**Directions for this task:** Please count how many lines in the material below contain the word "platform", treating uppercase and lowercase as different. Reply with the number alone.

== Records for this exercise ==

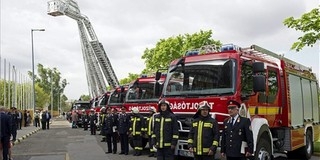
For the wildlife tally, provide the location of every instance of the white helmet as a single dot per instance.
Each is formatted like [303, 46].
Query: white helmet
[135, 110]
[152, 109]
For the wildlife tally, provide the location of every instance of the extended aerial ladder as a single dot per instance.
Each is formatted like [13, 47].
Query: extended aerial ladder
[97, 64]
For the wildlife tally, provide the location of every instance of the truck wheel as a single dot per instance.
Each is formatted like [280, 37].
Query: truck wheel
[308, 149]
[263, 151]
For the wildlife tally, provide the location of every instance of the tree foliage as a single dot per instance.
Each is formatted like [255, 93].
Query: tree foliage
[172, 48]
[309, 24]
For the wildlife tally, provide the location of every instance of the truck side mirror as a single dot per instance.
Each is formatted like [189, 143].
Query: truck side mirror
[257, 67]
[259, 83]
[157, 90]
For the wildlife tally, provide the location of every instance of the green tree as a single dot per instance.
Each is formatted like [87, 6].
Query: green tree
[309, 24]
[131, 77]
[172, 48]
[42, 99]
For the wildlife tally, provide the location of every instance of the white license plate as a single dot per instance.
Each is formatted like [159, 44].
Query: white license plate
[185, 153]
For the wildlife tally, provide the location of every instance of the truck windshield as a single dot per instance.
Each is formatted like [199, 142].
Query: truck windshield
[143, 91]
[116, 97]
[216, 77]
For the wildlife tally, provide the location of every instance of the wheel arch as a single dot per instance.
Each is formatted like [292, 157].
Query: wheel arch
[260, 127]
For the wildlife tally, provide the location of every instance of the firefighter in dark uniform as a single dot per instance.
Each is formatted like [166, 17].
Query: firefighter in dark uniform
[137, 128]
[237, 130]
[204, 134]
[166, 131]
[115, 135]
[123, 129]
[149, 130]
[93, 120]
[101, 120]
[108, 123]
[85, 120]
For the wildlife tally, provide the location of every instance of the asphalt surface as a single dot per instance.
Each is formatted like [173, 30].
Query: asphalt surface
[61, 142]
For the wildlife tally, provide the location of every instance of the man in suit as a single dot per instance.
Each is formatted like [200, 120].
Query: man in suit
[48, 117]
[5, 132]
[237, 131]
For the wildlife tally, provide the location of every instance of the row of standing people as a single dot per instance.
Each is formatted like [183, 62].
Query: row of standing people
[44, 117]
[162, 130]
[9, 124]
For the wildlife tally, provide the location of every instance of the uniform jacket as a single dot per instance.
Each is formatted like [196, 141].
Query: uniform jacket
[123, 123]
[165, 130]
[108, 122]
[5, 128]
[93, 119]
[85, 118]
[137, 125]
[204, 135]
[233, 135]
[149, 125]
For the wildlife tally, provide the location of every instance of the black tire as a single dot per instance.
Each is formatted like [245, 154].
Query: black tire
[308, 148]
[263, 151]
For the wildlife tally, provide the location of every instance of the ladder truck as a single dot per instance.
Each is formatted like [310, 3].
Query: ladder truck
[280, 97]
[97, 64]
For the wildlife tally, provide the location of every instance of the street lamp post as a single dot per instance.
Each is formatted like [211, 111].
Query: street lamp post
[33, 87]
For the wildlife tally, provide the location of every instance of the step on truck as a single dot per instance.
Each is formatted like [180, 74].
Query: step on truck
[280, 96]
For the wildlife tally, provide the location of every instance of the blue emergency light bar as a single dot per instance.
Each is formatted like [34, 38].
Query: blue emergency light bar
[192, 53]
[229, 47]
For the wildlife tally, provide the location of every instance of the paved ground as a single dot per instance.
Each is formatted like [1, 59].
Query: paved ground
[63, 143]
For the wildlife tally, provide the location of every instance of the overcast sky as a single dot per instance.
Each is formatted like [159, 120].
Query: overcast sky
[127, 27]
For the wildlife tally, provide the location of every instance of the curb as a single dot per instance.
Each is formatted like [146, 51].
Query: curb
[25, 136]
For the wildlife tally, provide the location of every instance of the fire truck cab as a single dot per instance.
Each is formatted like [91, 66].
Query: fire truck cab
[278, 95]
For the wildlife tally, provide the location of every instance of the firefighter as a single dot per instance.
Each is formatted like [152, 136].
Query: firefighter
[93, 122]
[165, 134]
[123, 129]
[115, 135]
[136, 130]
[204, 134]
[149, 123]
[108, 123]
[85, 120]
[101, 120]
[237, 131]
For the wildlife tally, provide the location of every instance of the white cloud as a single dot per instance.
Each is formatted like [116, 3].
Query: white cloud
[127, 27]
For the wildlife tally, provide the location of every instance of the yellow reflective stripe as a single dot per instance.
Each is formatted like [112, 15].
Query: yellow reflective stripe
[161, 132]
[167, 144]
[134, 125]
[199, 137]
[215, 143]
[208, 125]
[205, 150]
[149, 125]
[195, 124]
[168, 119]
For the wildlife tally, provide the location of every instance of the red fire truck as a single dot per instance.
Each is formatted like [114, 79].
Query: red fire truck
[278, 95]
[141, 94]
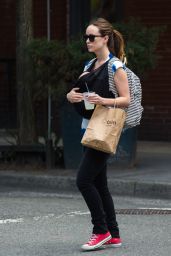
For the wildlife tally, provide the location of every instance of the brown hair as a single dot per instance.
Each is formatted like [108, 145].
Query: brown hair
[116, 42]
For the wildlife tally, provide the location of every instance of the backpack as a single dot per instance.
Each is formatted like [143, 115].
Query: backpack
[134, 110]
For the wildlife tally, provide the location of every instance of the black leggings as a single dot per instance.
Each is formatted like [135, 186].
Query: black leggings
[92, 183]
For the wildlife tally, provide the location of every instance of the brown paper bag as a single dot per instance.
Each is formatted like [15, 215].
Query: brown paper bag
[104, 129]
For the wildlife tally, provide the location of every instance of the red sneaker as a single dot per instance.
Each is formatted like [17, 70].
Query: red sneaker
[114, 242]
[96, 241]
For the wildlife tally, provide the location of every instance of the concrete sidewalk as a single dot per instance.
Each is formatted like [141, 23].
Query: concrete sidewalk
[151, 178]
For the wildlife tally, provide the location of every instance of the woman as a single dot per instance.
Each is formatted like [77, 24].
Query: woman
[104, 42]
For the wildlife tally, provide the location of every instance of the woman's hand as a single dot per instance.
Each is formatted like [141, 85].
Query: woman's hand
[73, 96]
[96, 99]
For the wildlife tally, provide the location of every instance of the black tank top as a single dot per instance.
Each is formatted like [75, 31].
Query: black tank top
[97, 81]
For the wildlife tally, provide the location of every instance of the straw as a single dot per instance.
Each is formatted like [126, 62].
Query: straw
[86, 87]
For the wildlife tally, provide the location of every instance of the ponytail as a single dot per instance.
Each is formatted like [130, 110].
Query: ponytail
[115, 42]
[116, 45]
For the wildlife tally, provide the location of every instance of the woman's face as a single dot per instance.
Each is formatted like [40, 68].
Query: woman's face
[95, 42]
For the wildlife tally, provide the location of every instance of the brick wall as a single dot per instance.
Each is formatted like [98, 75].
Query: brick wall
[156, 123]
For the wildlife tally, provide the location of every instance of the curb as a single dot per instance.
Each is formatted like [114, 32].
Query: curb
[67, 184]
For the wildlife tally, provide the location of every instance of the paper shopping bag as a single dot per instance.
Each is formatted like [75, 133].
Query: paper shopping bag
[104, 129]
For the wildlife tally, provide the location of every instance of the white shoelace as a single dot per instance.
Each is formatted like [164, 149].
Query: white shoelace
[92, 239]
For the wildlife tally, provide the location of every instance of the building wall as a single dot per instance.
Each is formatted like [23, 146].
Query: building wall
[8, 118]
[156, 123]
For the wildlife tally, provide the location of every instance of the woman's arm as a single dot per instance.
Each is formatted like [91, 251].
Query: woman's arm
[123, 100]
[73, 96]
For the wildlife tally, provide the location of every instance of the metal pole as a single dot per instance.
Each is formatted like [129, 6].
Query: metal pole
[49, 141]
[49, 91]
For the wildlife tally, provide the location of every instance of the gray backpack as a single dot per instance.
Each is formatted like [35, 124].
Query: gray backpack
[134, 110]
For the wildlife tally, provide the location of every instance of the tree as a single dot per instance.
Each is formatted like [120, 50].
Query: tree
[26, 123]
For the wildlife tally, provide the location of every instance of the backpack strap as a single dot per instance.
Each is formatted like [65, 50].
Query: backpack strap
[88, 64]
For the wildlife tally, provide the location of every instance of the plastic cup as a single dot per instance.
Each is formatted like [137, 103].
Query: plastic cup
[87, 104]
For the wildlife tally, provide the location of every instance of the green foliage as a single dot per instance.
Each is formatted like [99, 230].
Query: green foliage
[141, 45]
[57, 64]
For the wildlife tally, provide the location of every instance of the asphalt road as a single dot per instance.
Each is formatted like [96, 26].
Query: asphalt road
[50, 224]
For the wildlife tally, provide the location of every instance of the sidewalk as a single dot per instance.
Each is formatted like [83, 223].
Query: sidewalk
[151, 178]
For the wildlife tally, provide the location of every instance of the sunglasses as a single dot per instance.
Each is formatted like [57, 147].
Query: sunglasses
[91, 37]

===
== Records for this exercise ==

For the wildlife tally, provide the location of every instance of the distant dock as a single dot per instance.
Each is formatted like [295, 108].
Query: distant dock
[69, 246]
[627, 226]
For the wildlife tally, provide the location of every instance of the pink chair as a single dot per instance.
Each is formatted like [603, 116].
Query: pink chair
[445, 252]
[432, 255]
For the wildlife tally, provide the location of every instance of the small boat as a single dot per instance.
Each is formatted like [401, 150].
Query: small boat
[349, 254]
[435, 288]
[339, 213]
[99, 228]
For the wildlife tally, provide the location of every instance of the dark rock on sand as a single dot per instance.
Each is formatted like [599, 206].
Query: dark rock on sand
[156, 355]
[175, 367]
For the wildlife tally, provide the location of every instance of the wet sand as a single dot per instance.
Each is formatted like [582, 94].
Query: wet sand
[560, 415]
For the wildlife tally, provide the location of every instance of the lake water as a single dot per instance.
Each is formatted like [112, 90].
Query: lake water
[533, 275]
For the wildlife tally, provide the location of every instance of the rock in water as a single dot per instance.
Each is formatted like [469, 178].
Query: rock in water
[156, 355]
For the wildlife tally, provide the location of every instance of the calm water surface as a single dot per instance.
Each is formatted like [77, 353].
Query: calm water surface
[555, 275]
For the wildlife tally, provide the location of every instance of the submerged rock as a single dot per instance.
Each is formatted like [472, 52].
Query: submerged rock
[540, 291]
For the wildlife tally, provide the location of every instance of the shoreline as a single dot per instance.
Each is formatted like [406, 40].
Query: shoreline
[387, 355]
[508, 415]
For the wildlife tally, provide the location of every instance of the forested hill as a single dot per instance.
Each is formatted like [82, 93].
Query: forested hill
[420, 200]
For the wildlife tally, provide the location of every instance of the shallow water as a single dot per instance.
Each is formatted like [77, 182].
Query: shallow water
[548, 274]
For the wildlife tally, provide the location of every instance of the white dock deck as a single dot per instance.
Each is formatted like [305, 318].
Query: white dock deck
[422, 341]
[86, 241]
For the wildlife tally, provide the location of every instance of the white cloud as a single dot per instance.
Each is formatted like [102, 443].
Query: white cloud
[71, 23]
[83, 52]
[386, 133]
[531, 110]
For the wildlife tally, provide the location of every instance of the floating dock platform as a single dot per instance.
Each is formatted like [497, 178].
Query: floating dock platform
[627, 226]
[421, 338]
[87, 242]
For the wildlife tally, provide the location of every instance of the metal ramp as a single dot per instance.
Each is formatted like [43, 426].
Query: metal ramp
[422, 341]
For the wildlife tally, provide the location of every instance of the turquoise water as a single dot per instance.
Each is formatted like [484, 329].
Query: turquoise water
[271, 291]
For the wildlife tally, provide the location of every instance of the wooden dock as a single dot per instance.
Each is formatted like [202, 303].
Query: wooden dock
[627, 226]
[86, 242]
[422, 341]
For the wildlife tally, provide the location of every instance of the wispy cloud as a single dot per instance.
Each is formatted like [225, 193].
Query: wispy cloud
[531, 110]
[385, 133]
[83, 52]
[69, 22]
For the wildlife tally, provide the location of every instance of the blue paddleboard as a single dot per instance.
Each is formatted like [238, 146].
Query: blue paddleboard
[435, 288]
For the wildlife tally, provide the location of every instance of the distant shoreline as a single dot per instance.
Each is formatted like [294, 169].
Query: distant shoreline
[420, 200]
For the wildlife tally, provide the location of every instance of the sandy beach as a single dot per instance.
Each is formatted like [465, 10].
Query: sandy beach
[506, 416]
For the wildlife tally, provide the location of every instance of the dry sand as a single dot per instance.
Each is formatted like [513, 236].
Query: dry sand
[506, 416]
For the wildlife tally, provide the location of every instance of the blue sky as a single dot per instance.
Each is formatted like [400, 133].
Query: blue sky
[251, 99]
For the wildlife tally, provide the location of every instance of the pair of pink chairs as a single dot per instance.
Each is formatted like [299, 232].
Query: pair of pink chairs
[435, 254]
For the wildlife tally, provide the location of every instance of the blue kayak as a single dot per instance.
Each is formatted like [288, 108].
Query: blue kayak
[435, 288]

===

**Exercise solution:** 2